> ASSIGNED TASK 1:
From the commentary on government schemes, list every government scheme or project it names.
> ASSIGNED TASK 2:
Answer these questions on the commentary on government schemes, one line each:
(a) What published cost was given when CfH was written off?
(b) Whose attempt was the Private Finance Initiative?
(c) Where was the PFI bill moved so that its backer could survive the disgrace?
> ASSIGNED TASK 3:
Carry on with the commentary on government schemes from the point where it stops.

> EXCERPTED PASSAGE:
******

There’s never a George around when you need to behead a dragon
I wonder how many people, on reading the news of the Government’s track and trace app fiasco this morning, thought of the same three words as I did: Connecting for Health. That was one of Tony Blair’s little whizzy-gassy schemes – a massive nationwide intranet……for the NHS.
Or perhaps another three words came to mind: Private Finance Initiative, Gordon Brown’s attempt to involve his new mates in private construction to help modernise the built infrastructure…..of the NHS.
CfH was written off with zero achieved at a published cost of £13 billion. But at the time, an official showed me the real bill….£24 billion.
The PfI has saddled the NHS with a bill so enormous (and workmanship so expensively dire) the only way our Greatest Ever Gold Salesman and Pension Rapist could survive the disgrace was to shuffle it off the balance sheet and into ‘unfunded debt’, where it continues to sit with all the generous Whitehall mandarin pensions that are equally unfunded.

******

> INFORMATION GIVEN:
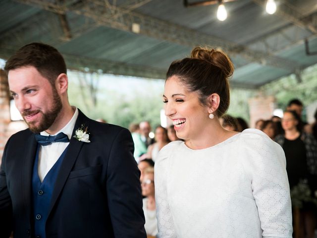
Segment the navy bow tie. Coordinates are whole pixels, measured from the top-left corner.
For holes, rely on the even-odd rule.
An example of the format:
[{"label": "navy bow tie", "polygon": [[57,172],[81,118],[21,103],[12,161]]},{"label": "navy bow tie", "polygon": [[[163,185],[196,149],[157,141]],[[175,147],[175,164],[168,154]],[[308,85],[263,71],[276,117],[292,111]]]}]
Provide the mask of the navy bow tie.
[{"label": "navy bow tie", "polygon": [[56,135],[42,135],[35,134],[35,139],[41,145],[49,145],[53,142],[69,142],[69,139],[67,135],[60,132]]}]

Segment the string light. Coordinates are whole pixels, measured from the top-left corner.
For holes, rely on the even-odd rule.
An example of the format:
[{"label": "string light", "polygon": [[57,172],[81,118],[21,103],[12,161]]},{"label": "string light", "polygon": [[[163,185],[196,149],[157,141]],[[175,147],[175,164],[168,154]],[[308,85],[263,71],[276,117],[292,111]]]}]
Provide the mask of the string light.
[{"label": "string light", "polygon": [[220,4],[218,6],[218,10],[217,10],[217,18],[218,20],[223,21],[227,19],[227,16],[228,16],[228,14],[224,5]]},{"label": "string light", "polygon": [[265,10],[268,14],[274,14],[276,11],[276,3],[274,0],[267,0]]}]

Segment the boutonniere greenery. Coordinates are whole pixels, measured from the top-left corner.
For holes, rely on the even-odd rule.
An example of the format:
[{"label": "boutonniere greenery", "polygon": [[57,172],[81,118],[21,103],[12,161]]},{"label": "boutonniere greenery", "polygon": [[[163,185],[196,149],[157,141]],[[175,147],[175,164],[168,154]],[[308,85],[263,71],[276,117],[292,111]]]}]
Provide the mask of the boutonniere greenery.
[{"label": "boutonniere greenery", "polygon": [[76,138],[79,141],[83,142],[89,143],[89,133],[88,133],[88,127],[85,127],[84,125],[81,125],[80,128],[79,128],[75,131],[75,135],[73,137]]}]

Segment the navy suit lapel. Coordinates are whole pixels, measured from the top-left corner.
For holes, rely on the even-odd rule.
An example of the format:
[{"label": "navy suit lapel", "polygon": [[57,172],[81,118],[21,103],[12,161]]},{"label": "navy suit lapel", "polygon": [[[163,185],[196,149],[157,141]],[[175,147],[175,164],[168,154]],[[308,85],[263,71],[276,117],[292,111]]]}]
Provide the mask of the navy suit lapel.
[{"label": "navy suit lapel", "polygon": [[32,207],[32,176],[37,142],[35,140],[34,134],[33,133],[25,141],[24,158],[22,168],[22,184],[23,201],[25,201],[25,211],[28,217],[31,218],[31,209]]},{"label": "navy suit lapel", "polygon": [[51,205],[49,209],[48,214],[49,215],[52,209],[54,207],[56,201],[60,194],[64,185],[68,177],[69,173],[71,171],[76,160],[78,157],[80,150],[83,145],[85,142],[79,141],[73,136],[75,135],[76,130],[81,127],[81,125],[85,125],[85,126],[89,128],[89,120],[79,110],[78,110],[78,117],[75,124],[75,127],[73,130],[71,138],[69,141],[69,145],[67,149],[67,151],[65,155],[65,158],[63,160],[60,166],[60,169],[58,172],[58,175],[56,179],[54,190],[52,194]]}]

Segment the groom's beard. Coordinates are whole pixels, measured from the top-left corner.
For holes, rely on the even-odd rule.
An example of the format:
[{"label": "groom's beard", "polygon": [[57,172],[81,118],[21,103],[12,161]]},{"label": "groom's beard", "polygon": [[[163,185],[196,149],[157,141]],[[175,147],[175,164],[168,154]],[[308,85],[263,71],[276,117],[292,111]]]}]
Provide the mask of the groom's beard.
[{"label": "groom's beard", "polygon": [[[52,93],[52,108],[47,113],[44,113],[41,110],[32,111],[25,110],[21,114],[23,119],[24,119],[24,120],[29,126],[30,130],[33,133],[39,133],[50,128],[61,110],[62,108],[61,100],[59,95],[57,94],[56,89],[54,87],[53,87]],[[39,124],[38,124],[38,121],[27,122],[25,120],[25,117],[32,115],[37,113],[42,115]]]}]

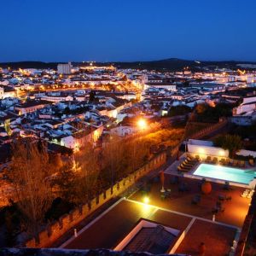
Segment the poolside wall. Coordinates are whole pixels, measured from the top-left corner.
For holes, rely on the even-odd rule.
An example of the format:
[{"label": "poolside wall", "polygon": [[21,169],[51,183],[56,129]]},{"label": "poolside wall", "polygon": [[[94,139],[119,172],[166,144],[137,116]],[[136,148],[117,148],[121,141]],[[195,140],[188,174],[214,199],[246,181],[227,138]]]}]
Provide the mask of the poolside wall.
[{"label": "poolside wall", "polygon": [[241,228],[235,256],[242,256],[244,254],[248,234],[252,228],[253,220],[255,218],[256,218],[256,194],[254,193],[251,201],[251,206],[249,207],[248,213],[245,218],[243,226]]},{"label": "poolside wall", "polygon": [[237,155],[243,155],[243,156],[253,156],[253,158],[256,158],[256,151],[251,151],[251,150],[245,150],[241,149],[236,153]]},{"label": "poolside wall", "polygon": [[98,195],[88,204],[83,205],[60,218],[58,221],[49,224],[45,230],[38,234],[38,237],[32,238],[26,242],[26,247],[47,247],[60,238],[69,230],[74,228],[84,218],[98,209],[110,199],[119,195],[130,186],[133,185],[140,177],[158,167],[166,161],[166,154],[163,152],[152,159],[148,164],[121,181],[115,183],[112,188]]}]

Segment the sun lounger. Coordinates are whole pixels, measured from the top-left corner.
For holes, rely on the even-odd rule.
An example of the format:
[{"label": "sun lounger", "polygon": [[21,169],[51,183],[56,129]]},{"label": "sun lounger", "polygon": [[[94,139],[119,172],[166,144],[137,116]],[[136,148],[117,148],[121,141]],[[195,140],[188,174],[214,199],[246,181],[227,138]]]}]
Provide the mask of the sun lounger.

******

> WRITTEN ANSWER 1:
the Government's track and trace app
Connecting for Health
Private Finance Initiative

> WRITTEN ANSWER 2:
(a) £13 billion
(b) Gordon Brown's
(c) Off the balance sheet and into 'unfunded debt'

> WRITTEN ANSWER 3:
Within three weeks of being tipped off to the existence of Covid19, the Germans built a t&t software model. Its effectiveness has been made eminently clear. But now we Brits aren’t to have anything to do that job….for the NHS.
While a large part of me is glad it’s been derailed (it would’ve been grabbed immediately by GCHQ had anything come of it) it’s impossible to miss the pattern here: there is something in the Department of Health & Social Care’s DNA that shrieks “Amateur Night”. And “Zero commercial perspective”. And ‘The negotiating skills of Theresa May”. And well, to be honest many things much less polite.
Like it or not, the way our system works is that, if the elected Minister of State keeps on cocking up, then he’s the one who falls onto his Excalibur. I think Boris really must now invite Matt Hancock so to do, but that won’t change the climate of feather-bedded incompetence inside the DoH.
It is this sort of shambles that should make more citizens grasp just how much we need the Dominic Cummings of this world. And it illustrates fully, of course, why the Sir Humphreys have been leaking like sieves in an attempt to get rid of him.
We can have elections and change “governments” from now until Kingdom Come: if what the politicians want to do is being diluted by a mélange of pernicious wrecking and inane incompetence in Whitehall, then it will all be for nothing.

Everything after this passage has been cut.